Requirements:
1. In the estate inventory article, reproduce the passage from "Why is the Estate" to "this duty exists." word for word.
2. According to the estate inventory article, which kinds of property do not have to be listed in the estate inventory? Name each one.

Estate Inventory: Why It Matters and Tips on Its Preparation

Preparing and filing an estate inventory is an essential duty for the estate’s personal representative (the executor if there is a Will or the administrator if there is no Will). This is set forth in Section 3301 of the Probate, Estates and Fiduciaries Code in the Pennsylvania Consolidated Statutes. How this is done and why it is important need to be understood.

Estate Inventory Collects & Values the Decedent’s Property

Basically, the personal representative, who is in charge of the estate, must file a list of all real and personal property in the estate that is located in Pennsylvania. The property that is included is any property that the decedent owned solely or as a tenant in common. Property owned jointly with survivorship rights as well as property with named beneficiaries and “payable-on-death” accounts do not have to be listed in the estate inventory, although they could be included in a memorandum section in the interest of completeness.

Valuation of these assets is an important task of the personal representative. If you have this responsibility, you need to remember that all property in the estate inventory is valued as of the date of death. How this can be done for different types of assets will be reviewed in more detail, later. The date by which this document must be filed with the Register of Wills can differ based on circumstances, but it usually would be filed no later than the date that the estate’s inheritance tax return is due.

Why is the Estate Inventory Important?

Before looking at approaches to the preparation of the estate inventory, we should address why it is important. Of course, as mentioned earlier, Pennsylvania law names this task as a duty that a personal representative must fulfill so you have to do this because Pennsylvania tells you that you must. However, there are reasons that this duty exists.

One reason is that the estate inventory tells everyone with an interest in the estate all of the assets under the personal representative’s control. You have assumed personal responsibility for the listed assets and can be held liable for mishandling them. Their valuation also is used to determine the filing fee for the opening of the estate, which matters to the Commonwealth. This is why you can underestimate the estate’s value at the beginning when you do not know everything in the estate. When the estate inventory is filed, all assets will be included at their date-of-death values so the filing fee that was unpaid originally can be calculated at this point.

There are other reasons that make the estate inventory important for the personal representative. It can be useful when preparing the inheritance tax return because it includes assets and related information about those assets that will appear on various schedules of the return.

Excerpts of bounding box data:
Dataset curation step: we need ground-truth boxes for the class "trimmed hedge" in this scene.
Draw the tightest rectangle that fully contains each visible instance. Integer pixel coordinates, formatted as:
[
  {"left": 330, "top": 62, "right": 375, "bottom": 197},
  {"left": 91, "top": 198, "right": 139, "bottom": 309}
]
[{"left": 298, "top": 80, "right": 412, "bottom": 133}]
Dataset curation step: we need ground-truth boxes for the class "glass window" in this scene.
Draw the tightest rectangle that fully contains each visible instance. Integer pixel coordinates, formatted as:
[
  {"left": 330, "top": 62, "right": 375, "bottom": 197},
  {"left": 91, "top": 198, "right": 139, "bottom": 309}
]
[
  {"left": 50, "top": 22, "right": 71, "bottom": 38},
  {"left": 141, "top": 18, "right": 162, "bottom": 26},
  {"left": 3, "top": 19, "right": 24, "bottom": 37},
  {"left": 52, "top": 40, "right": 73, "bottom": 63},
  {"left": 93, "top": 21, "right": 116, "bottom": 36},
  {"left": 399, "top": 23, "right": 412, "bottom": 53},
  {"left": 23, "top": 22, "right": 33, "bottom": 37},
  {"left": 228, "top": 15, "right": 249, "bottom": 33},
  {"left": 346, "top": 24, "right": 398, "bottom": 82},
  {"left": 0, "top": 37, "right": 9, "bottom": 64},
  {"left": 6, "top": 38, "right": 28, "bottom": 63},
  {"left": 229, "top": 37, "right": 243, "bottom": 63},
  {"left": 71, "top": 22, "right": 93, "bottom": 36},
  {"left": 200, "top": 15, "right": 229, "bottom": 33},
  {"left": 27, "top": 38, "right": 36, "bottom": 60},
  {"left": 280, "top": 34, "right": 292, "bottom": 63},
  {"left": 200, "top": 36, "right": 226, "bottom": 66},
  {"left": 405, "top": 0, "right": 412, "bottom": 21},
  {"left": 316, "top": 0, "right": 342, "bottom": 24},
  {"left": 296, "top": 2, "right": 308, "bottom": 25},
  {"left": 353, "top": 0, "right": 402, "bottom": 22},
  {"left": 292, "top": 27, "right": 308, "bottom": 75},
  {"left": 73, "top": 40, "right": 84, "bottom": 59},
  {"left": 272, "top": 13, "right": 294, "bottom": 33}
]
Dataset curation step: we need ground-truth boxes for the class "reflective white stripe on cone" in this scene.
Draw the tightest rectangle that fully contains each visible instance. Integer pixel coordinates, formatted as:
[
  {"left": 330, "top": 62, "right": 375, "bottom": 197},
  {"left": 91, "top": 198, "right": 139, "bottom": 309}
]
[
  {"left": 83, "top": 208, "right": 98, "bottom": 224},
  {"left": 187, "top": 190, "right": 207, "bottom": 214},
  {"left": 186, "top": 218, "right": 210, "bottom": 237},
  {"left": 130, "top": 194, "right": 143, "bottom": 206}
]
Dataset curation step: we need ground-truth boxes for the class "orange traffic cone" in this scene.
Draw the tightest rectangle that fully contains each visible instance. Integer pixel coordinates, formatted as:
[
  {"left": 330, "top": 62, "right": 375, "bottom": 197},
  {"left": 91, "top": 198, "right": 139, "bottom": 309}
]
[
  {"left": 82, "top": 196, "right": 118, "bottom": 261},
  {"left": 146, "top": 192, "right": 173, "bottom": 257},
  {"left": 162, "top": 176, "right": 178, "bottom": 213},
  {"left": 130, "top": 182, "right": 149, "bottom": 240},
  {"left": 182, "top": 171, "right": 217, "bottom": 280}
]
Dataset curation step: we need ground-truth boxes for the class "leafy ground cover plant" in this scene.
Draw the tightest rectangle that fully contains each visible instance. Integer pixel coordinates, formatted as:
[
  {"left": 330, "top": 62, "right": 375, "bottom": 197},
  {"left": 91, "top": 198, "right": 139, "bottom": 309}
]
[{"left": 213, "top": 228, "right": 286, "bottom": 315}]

Solutions to the exercise:
1.
Why is the Estate Inventory Important?

Before looking at approaches to the preparation of the estate inventory, we should address why it is important. Of course, as mentioned earlier, Pennsylvania law names this task as a duty that a personal representative must fulfill so you have to do this because Pennsylvania tells you that you must. However, there are reasons that this duty exists.

2.
- Property owned jointly with survivorship rights
- Property with named beneficiaries
- "Payable-on-death" accounts